De fato, muitos investidores enriqueceram em momentos de crises. John Templeton, sobre o qual já falamos aqui, saiu de uma infância pobre para se tornar um bilionário em grande parte devido a ter sabido aproveitar o momento econômico da segunda guerra mundial, na qual grande parte dos investidores ficou com medo e parou de aplicar dinheiro no mercado, barateando em larga escala ações de empresas com excelentes fundamentos.
Para usar um exemplo mais atual, o maior investidor do mundo Warren Buffet esta atualmente em uma posição extremamente líquida. O fundo da Berkshire Hattaway atualmente possui 140 bilhões de dólares – de um total de 200 bilhões – em dinheiro. Buffet parece estar se preparando para as compras à espera da próxima crise.
Portanto, a primeira forma de se preparar para a próxima crise é manter um mínimo de liquidez, dinheiro em caixa para investir quando os ativos caírem vertiginosamente de preço na próxima crise.
Um segundo método é investir em ouro físico. O ouro, apesar de muitas mudanças ocorridas no cenário econômico global ao longo das últimas décadas, continua sendo uma reserva de liquidez, pois é extremamente difícil de ser depreciado já que o aumento na oferta de ouro, em termos de sua produção anual, representa apenas uma pequena parcela do ouro total em circulação no mundo, tendo em vista que devido a sua propriedade de indestrutibilidade, o ouro em circulação em tempos atuais é a soma de todo o ouro já minerado pela humanidade desde vários milênios atrás. Isso faz do ouro um ativo extremamente robusto, cuja oferta, diferentemente da oferta de moedas fiat, emitidas pelo governo, não pode ser inflada de uma hora para outra.

● ● ●

Instruções da tarefa: Diga se cada afirmação concorda com o trecho sobre investir em crises, respondendo sim ou não e citando as palavras do trecho que decidem. 1. John Templeton teve uma infância pobre. 2. O fundo da Berkshire Hattaway tem 200 bilhões de dólares em dinheiro. 3. A oferta de ouro pode ser inflada rapidamente, como a das moedas fiat.

● ● ●

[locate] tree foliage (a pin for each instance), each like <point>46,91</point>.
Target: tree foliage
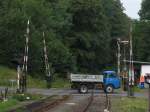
<point>78,32</point>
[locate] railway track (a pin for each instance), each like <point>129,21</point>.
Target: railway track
<point>43,105</point>
<point>106,103</point>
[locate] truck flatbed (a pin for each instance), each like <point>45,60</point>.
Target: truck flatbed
<point>86,78</point>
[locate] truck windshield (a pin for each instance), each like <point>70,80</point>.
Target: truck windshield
<point>110,75</point>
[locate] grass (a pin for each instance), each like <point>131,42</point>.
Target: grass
<point>18,100</point>
<point>125,104</point>
<point>7,74</point>
<point>5,106</point>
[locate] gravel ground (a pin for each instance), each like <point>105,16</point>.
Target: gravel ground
<point>78,102</point>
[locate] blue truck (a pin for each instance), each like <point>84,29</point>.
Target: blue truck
<point>108,81</point>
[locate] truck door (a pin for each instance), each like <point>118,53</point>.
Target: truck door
<point>112,79</point>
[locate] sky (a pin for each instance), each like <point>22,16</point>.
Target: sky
<point>132,8</point>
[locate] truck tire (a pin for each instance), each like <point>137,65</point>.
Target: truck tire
<point>83,89</point>
<point>109,89</point>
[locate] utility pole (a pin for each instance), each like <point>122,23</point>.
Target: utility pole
<point>131,69</point>
<point>124,75</point>
<point>23,79</point>
<point>118,56</point>
<point>47,67</point>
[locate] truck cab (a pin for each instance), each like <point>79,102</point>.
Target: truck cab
<point>111,81</point>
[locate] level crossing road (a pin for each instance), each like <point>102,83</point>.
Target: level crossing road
<point>68,91</point>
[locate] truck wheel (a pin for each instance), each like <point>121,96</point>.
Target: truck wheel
<point>83,89</point>
<point>109,89</point>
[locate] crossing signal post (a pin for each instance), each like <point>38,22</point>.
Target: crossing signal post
<point>147,80</point>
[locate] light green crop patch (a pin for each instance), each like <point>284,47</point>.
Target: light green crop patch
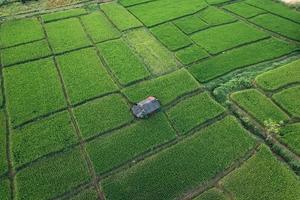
<point>84,75</point>
<point>102,115</point>
<point>127,143</point>
<point>262,177</point>
<point>120,16</point>
<point>221,38</point>
<point>244,10</point>
<point>99,27</point>
<point>158,59</point>
<point>181,117</point>
<point>65,35</point>
<point>52,177</point>
<point>63,14</point>
<point>190,24</point>
<point>241,57</point>
<point>278,25</point>
<point>19,31</point>
<point>25,52</point>
<point>214,16</point>
<point>41,138</point>
<point>280,77</point>
<point>193,161</point>
<point>157,12</point>
<point>123,63</point>
<point>32,89</point>
<point>171,36</point>
<point>289,99</point>
<point>166,88</point>
<point>258,106</point>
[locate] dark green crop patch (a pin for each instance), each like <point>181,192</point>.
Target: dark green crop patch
<point>84,75</point>
<point>206,108</point>
<point>127,143</point>
<point>122,61</point>
<point>32,89</point>
<point>102,115</point>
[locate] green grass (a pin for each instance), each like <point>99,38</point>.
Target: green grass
<point>25,52</point>
<point>65,35</point>
<point>125,144</point>
<point>289,99</point>
<point>191,54</point>
<point>99,27</point>
<point>263,177</point>
<point>51,177</point>
<point>63,14</point>
<point>120,16</point>
<point>214,16</point>
<point>183,167</point>
<point>171,36</point>
<point>84,75</point>
<point>15,32</point>
<point>259,106</point>
<point>32,89</point>
<point>166,88</point>
<point>190,24</point>
<point>41,138</point>
<point>157,12</point>
<point>181,117</point>
<point>278,25</point>
<point>123,63</point>
<point>280,77</point>
<point>239,58</point>
<point>158,59</point>
<point>221,38</point>
<point>102,115</point>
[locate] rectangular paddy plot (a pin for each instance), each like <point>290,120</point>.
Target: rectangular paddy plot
<point>123,63</point>
<point>20,31</point>
<point>66,35</point>
<point>53,176</point>
<point>206,108</point>
<point>289,99</point>
<point>258,106</point>
<point>84,75</point>
<point>157,12</point>
<point>41,138</point>
<point>120,16</point>
<point>102,115</point>
<point>263,177</point>
<point>218,39</point>
<point>32,89</point>
<point>278,25</point>
<point>171,36</point>
<point>126,144</point>
<point>166,88</point>
<point>154,54</point>
<point>279,77</point>
<point>182,167</point>
<point>241,57</point>
<point>99,27</point>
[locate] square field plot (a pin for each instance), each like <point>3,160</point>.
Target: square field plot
<point>183,115</point>
<point>20,31</point>
<point>127,143</point>
<point>65,35</point>
<point>32,89</point>
<point>53,176</point>
<point>102,115</point>
<point>193,161</point>
<point>166,88</point>
<point>84,75</point>
<point>41,138</point>
<point>122,61</point>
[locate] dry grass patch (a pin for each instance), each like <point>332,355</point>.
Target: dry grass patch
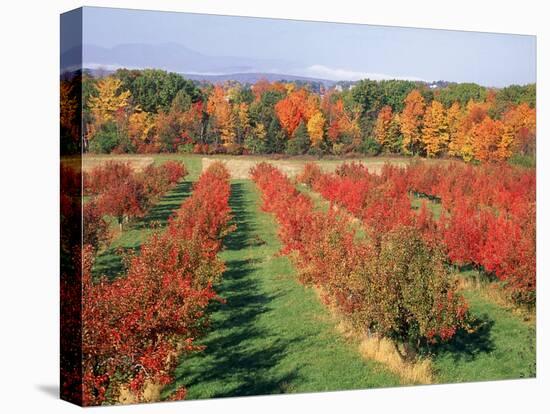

● ● ●

Resposta:
1. Sim: "saiu de uma infância pobre para se tornar um bilionário".
2. Não: "possui 140 bilhões de dólares – de um total de 200 bilhões – em dinheiro".
3. Não: "cuja oferta, diferentemente da oferta de moedas fiat, emitidas pelo governo, não pode ser inflada de uma hora para outra".